### Extract
Investing returns don’t follow a normal distribution (rather, 80/20, 90/10 etc.) … a tiny number of firms and deals represent the vast majority of gross profits generated.
Very few people organize their day / life / firm around this knowledge.
It takes the same mental and emotional effort to start a restaurant as to start the next Google…make sure the outcome space is large enough for the effort.
Supercycles
- Internet…hundreds of millions of people coming online…who would be the biggest beneficiaries?
- Search — make sense of the chaos of information
- E-commerce — search, for products
- Mobile and mobile apps
- Principal / replacement mechanism for communication, entertainment, interaction
- Wasn’t a market…question was whether there were huge tailwinds for e.g. continuous news feed in China (not about market for news)
- Biggest yet…all storage and compute moving to cloud
- More performant, lower cost, etc.

### Task objective
Answer these questions from the investing notes:
1. What kind of distribution do investing returns not follow?
2. Starting a restaurant takes the same mental and emotional effort as starting what?
3. What is described as moving to the cloud in the supercycle called the biggest yet?
The records that follow come from a different source than the text.

### Record extracts
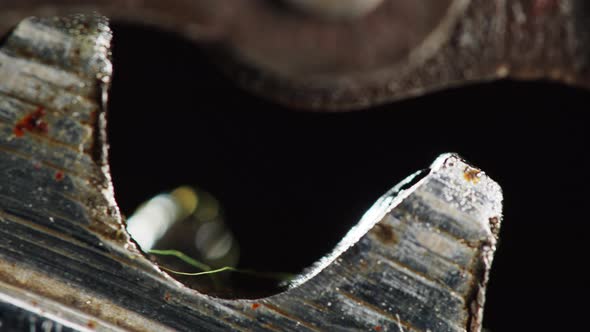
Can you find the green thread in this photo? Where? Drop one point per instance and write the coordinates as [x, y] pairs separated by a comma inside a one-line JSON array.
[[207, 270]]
---
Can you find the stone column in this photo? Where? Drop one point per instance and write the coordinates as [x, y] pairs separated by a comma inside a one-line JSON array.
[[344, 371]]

### Response to the exercise
1. A normal distribution.
2. The next Google.
3. All storage and compute.